* [Records provided]:
○ ○ ○
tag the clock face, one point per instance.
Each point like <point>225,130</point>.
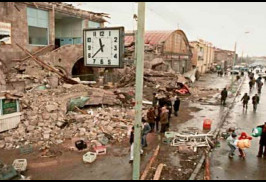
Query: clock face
<point>102,47</point>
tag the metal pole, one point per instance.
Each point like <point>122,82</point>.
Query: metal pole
<point>234,61</point>
<point>139,89</point>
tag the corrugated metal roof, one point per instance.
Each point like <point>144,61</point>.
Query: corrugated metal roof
<point>151,37</point>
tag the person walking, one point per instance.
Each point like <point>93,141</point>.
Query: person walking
<point>177,106</point>
<point>231,142</point>
<point>245,100</point>
<point>224,95</point>
<point>250,85</point>
<point>145,131</point>
<point>157,119</point>
<point>262,142</point>
<point>151,117</point>
<point>243,136</point>
<point>170,109</point>
<point>164,119</point>
<point>260,84</point>
<point>131,141</point>
<point>255,102</point>
<point>154,100</point>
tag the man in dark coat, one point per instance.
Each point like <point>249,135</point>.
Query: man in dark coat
<point>245,100</point>
<point>176,106</point>
<point>262,141</point>
<point>255,101</point>
<point>224,95</point>
<point>170,109</point>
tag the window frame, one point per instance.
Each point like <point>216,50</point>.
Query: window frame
<point>48,29</point>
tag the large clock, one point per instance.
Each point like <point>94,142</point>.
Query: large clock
<point>104,47</point>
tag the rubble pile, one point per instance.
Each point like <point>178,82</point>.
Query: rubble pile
<point>46,120</point>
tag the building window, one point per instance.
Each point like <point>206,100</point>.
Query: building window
<point>93,24</point>
<point>38,26</point>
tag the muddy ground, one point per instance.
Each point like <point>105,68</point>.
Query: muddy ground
<point>115,165</point>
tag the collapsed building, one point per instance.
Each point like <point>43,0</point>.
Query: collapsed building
<point>164,50</point>
<point>52,31</point>
<point>224,58</point>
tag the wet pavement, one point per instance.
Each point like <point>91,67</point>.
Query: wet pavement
<point>252,168</point>
<point>114,165</point>
<point>212,112</point>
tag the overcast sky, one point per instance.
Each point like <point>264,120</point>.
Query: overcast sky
<point>220,23</point>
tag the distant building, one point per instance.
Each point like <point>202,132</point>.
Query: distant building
<point>53,29</point>
<point>224,58</point>
<point>203,55</point>
<point>171,46</point>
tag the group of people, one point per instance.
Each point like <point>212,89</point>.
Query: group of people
<point>256,98</point>
<point>253,82</point>
<point>232,143</point>
<point>158,120</point>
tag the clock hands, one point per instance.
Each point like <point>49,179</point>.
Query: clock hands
<point>98,51</point>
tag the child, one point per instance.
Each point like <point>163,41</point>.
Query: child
<point>231,141</point>
<point>243,136</point>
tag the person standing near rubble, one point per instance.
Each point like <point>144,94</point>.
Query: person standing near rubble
<point>245,100</point>
<point>131,141</point>
<point>224,95</point>
<point>255,102</point>
<point>170,109</point>
<point>164,119</point>
<point>262,142</point>
<point>260,84</point>
<point>243,136</point>
<point>146,129</point>
<point>231,142</point>
<point>251,85</point>
<point>151,117</point>
<point>177,105</point>
<point>154,100</point>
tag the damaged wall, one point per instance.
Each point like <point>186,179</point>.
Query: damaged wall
<point>2,78</point>
<point>15,13</point>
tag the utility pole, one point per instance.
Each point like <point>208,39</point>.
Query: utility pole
<point>234,61</point>
<point>139,89</point>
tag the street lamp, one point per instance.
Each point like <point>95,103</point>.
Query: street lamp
<point>236,46</point>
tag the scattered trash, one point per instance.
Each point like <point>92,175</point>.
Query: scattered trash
<point>7,172</point>
<point>207,124</point>
<point>257,132</point>
<point>89,157</point>
<point>100,150</point>
<point>27,149</point>
<point>20,165</point>
<point>80,145</point>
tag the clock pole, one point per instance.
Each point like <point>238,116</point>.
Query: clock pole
<point>139,89</point>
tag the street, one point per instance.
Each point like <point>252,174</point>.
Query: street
<point>252,168</point>
<point>131,91</point>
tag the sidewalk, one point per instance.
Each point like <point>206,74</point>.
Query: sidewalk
<point>251,168</point>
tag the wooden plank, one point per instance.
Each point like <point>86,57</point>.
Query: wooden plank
<point>207,175</point>
<point>149,165</point>
<point>158,172</point>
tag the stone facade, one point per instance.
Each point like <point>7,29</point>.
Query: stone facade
<point>203,55</point>
<point>224,58</point>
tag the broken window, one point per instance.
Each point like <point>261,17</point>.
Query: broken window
<point>37,26</point>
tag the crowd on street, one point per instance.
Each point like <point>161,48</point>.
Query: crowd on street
<point>243,141</point>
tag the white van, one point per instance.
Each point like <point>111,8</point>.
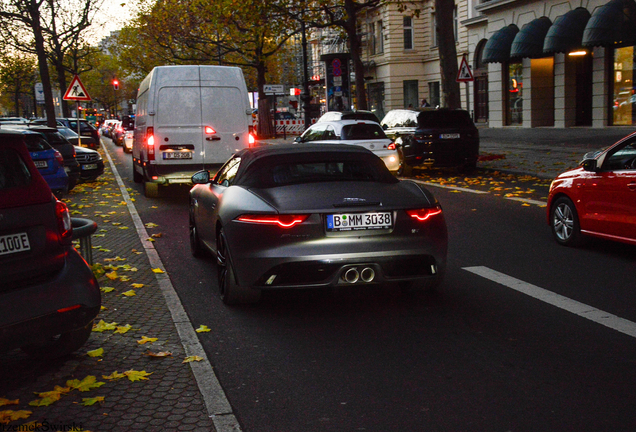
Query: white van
<point>188,118</point>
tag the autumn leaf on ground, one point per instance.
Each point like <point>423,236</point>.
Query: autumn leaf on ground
<point>159,354</point>
<point>115,375</point>
<point>146,339</point>
<point>10,415</point>
<point>102,326</point>
<point>203,329</point>
<point>123,329</point>
<point>92,401</point>
<point>88,383</point>
<point>96,353</point>
<point>4,401</point>
<point>137,375</point>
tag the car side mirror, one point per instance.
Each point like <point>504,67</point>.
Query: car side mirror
<point>201,177</point>
<point>589,165</point>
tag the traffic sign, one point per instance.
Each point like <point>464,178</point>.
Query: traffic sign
<point>464,74</point>
<point>76,91</point>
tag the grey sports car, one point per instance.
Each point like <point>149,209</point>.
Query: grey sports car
<point>311,216</point>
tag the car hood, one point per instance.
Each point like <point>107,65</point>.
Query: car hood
<point>345,196</point>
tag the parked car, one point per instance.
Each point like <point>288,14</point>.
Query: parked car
<point>324,215</point>
<point>349,115</point>
<point>61,144</point>
<point>91,163</point>
<point>596,199</point>
<point>364,133</point>
<point>433,137</point>
<point>49,296</point>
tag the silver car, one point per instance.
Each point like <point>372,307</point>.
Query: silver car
<point>313,216</point>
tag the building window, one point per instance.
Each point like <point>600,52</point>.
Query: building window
<point>433,94</point>
<point>411,95</point>
<point>408,32</point>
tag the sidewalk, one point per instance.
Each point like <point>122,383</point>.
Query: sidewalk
<point>538,152</point>
<point>131,373</point>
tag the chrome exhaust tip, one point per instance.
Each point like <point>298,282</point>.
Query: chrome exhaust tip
<point>351,275</point>
<point>367,274</point>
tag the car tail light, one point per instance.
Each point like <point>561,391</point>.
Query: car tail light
<point>63,219</point>
<point>284,221</point>
<point>150,142</point>
<point>424,214</point>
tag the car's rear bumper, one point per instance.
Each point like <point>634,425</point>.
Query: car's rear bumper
<point>69,300</point>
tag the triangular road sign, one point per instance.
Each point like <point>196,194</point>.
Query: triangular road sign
<point>464,74</point>
<point>76,91</point>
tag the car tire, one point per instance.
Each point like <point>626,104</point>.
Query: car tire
<point>60,345</point>
<point>564,221</point>
<point>231,292</point>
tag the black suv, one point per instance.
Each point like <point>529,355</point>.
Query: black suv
<point>49,296</point>
<point>433,137</point>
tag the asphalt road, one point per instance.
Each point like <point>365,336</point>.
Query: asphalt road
<point>481,356</point>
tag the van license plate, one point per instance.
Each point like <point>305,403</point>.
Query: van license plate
<point>14,243</point>
<point>177,155</point>
<point>359,221</point>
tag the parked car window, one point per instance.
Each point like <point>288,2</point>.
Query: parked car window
<point>362,131</point>
<point>13,170</point>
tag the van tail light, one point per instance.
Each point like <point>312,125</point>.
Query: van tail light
<point>424,214</point>
<point>283,221</point>
<point>63,219</point>
<point>150,143</point>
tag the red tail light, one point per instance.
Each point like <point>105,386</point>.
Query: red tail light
<point>150,143</point>
<point>63,219</point>
<point>424,214</point>
<point>284,221</point>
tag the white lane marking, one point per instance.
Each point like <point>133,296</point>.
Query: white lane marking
<point>596,315</point>
<point>450,187</point>
<point>215,399</point>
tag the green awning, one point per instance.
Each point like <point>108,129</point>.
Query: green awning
<point>612,24</point>
<point>566,34</point>
<point>529,41</point>
<point>497,49</point>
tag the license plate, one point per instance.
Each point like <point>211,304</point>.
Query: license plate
<point>177,155</point>
<point>14,243</point>
<point>449,136</point>
<point>359,221</point>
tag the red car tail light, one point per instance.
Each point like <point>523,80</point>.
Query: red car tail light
<point>63,219</point>
<point>424,214</point>
<point>150,143</point>
<point>284,221</point>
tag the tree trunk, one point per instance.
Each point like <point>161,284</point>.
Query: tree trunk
<point>447,53</point>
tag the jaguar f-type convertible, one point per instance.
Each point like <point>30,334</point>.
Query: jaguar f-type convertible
<point>311,216</point>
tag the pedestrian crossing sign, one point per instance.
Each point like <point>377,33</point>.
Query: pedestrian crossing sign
<point>464,74</point>
<point>76,91</point>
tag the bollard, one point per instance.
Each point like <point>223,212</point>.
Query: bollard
<point>82,230</point>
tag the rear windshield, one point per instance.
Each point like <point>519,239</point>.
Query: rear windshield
<point>444,119</point>
<point>276,172</point>
<point>13,170</point>
<point>363,131</point>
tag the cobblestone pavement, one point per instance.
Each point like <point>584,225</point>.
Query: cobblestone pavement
<point>138,385</point>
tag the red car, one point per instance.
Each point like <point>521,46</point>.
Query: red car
<point>598,198</point>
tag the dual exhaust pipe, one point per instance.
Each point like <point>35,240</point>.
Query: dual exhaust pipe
<point>354,275</point>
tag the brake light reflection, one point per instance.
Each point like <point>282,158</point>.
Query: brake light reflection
<point>284,221</point>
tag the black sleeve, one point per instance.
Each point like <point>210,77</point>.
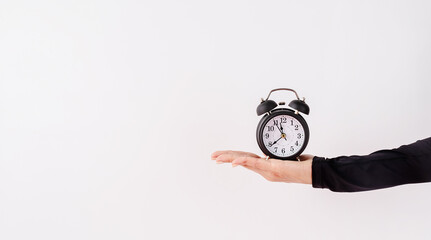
○ ○ ○
* [Exercise description]:
In your answer, include only the lines above starting at the line that holds "Each point like <point>504,67</point>." and ending at the line that holds "Each point like <point>372,307</point>.", copied exactly.

* [Solution to the exercise]:
Each point like <point>504,67</point>.
Query: car side mirror
<point>201,177</point>
<point>589,165</point>
tag the traffic sign, one point per instance.
Each point like <point>464,178</point>.
Query: traffic sign
<point>464,74</point>
<point>76,91</point>
tag the grey sports car, one point per instance.
Each point like <point>149,209</point>.
Query: grey sports car
<point>311,216</point>
tag the car hood, one point per instance.
Each point like <point>107,65</point>.
Query: car hood
<point>345,196</point>
tag the parked car, one point per instance.
Each point like <point>288,14</point>.
Query: parked car
<point>324,215</point>
<point>349,115</point>
<point>61,144</point>
<point>91,163</point>
<point>596,199</point>
<point>364,133</point>
<point>433,137</point>
<point>49,296</point>
tag the silver car, one point per instance.
Each point like <point>372,307</point>.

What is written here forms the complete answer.